▶ **Task instructions**
Every line of the data must be copied exactly.

▶ **Data for processing**
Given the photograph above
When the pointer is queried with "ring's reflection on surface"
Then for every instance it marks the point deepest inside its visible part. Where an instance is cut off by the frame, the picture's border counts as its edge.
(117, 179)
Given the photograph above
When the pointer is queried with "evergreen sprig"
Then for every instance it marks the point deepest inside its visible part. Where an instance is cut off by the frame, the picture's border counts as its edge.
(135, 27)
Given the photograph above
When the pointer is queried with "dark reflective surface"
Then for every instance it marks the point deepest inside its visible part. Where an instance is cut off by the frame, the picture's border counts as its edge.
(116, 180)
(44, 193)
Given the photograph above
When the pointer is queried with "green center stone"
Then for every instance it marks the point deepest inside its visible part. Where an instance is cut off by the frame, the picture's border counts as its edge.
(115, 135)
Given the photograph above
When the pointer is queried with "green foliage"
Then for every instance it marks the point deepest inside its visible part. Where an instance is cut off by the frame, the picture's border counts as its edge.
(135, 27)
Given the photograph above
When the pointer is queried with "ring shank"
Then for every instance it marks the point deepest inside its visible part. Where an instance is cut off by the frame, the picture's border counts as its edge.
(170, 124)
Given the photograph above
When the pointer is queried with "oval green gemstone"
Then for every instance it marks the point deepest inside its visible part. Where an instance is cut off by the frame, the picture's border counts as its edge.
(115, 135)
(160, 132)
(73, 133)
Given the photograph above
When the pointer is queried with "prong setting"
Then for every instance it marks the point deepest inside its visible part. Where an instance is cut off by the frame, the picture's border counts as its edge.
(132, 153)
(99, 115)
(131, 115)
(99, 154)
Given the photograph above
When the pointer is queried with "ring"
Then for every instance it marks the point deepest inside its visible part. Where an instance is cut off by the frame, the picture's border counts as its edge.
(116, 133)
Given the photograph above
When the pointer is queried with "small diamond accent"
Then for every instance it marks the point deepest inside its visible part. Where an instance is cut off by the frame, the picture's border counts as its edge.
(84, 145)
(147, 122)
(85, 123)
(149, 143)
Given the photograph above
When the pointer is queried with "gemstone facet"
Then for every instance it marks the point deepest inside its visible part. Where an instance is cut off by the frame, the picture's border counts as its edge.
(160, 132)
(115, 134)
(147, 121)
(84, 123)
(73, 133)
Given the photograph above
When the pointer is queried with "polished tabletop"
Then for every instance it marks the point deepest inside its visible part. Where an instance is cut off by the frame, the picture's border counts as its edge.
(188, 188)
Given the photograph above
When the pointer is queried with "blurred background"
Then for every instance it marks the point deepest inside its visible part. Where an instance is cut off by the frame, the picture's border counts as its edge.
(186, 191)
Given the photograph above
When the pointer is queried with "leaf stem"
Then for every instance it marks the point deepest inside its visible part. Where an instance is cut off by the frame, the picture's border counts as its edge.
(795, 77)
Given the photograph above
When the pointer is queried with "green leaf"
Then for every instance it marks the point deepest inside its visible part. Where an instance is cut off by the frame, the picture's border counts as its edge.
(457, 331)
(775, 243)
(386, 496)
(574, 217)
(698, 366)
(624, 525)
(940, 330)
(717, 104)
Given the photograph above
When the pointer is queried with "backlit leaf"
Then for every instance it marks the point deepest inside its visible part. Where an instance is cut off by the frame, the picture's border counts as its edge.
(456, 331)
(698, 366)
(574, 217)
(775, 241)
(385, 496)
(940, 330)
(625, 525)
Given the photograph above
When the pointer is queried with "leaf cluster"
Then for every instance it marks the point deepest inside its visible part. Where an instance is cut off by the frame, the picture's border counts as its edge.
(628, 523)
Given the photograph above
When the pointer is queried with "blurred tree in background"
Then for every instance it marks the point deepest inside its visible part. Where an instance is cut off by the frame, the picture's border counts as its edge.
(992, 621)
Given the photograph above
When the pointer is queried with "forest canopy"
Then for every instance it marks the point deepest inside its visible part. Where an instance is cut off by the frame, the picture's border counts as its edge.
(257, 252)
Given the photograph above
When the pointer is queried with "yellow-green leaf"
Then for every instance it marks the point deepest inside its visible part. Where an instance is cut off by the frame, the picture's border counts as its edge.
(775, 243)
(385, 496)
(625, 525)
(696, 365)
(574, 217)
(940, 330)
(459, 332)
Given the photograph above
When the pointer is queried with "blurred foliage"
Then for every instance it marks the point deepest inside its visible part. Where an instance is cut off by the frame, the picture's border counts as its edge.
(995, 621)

▶ **Exercise result**
Given the photograph above
When the pointer is queried with "ring's reflection on surface"
Then for every instance it marks the point deepest inside its visible part. Where an instance is cut off by the frame, the picture's border counts as its edge.
(117, 179)
Given the photograph above
When the pointer is queried with "evergreen sprig"
Then for every instance it marks the point deepest inside its visible part. Where an instance is cut off by the frame, the picture's border counts as its edge.
(135, 27)
Given the photograph above
When the pointer is queried with "dark reflective surface"
Then for every instance it marks the point deepest inside its visible part. Where an instance is cut off by the frame, the picture's border counts as its edge.
(116, 180)
(44, 193)
Given the photograph above
When the pointer is queried with "green center stone"
Then for every instance it marks the point deepest inside its visible part. Where an instance is cut off by the frame, the picture's border counts as its edge.
(115, 135)
Given the photograph above
When the pointer is queried with "green foliage"
Then for every instance it marks the point deepest inside its visible part. Where an instance is cut off by the frame, the picture's border counts as its edge.
(135, 27)
Given the photograph above
When the pointer is queried with "ring shank"
Then for every instance it marks the point deepest inside its visible part. Where an instance is cut off by the frame, the picture's border counts as its edge.
(170, 124)
Given the photograph above
When the pointer is queried with "oval green gemstone"
Then for every instance it marks the point deepest inside its visible part. Where an instance is cut off by the frame, the picture's border counts as its edge.
(115, 135)
(160, 132)
(73, 133)
Given the photograph above
When the pointer is queried with "prong setting"
Then for every instance it marks the point deepest inside its visible part. Where an instance is cut off by the frame, the picture's border counts as its edge.
(132, 153)
(99, 115)
(131, 115)
(99, 154)
Given the photograph above
When the pointer is queried with "ring"
Then for every instance it marks the point deepest inside its visible part. Where an instance is cut off by the frame, the picture's border counts as its edge.
(116, 133)
Given the photograph above
When the pointer is queried with "small diamond accent"
Then for every instance it marks the point deepest inside its visible part. Where an instance is cut off by the frame, the picture's border counts as its edge.
(84, 145)
(147, 122)
(85, 123)
(149, 143)
Given the photograph above
When the pointer is queried with "gemstone facet"
Then for every instance it marks the point deepest inside its visible part. Where an instance is cut off by the frame, the picture's border counts as its edge.
(160, 132)
(115, 134)
(147, 121)
(84, 123)
(73, 133)
Given the photograph above
When the pointer is queried with "polished tabletop"
Then for every instance it marks the point deepest inside its visible part. Where an instance is cut off by the frame, the picture's border counts as its edge.
(188, 188)
Given the photograph above
When the pointer is queried with "blurred background"
Then for every instance it marks the point deepest inside its visible part. Where an instance is cut off by the frame, the picture's border counts as its edge.
(186, 191)
Given the photograph above
When the pointer is queried with "leaf stem"
Then for every instance it marks the point deepest inside its visible part. Where an instance is cut off by the frame, the picture's border counts as its edge.
(795, 77)
Given the photograph above
When the pointer is queried with "green leaf"
Then for every instance it marks the point deepest inside its visible part. Where an instance is cut off by the frame, the picture's border counts as its edge.
(457, 331)
(775, 243)
(386, 496)
(574, 217)
(698, 366)
(624, 525)
(940, 330)
(717, 104)
Given the photograph above
When the pointer is queried with "backlit leaf"
Then for every instance it marks the point deepest inside its visible part. Where an instance is cut off by the frame, the picture's border counts as its edge.
(456, 331)
(698, 366)
(574, 217)
(775, 241)
(385, 496)
(940, 330)
(625, 525)
Given the photograph above
When the pointer is queried with "leaf cluster"
Then for every instance it marks the point deepest inside its visible part. Where an instance is cut off by the frame, the picture's border counts as its edge.
(628, 523)
Given the photograph above
When the pointer is queried with "blurred tree in background"
Then for every instance it marks the point deepest inside its visible part. Where an instance is cut off by the frame, the picture's border counts as its edge.
(992, 621)
Given the photograph above
When the pointer is queried with "forest canopy"
Then for every instance it marks the point deepest inside its visible part. Where an instance is cut off by the frame, the picture's border counts as its edge.
(257, 252)
Given the photograph above
When the pointer is queried with "yellow-green leaf"
Then for every instance it marks the point deepest inside its visible part. Where an instance is cut off by the frame, the picture's border counts as its edge.
(775, 243)
(385, 496)
(625, 525)
(696, 365)
(574, 217)
(940, 330)
(459, 332)
Given the photograph above
When the pointer is queried with "blurred foliage"
Then for every instance it marks the point deepest inside its visible part. Where an instance is cut off by the frame, the picture's border counts as its edge.
(995, 621)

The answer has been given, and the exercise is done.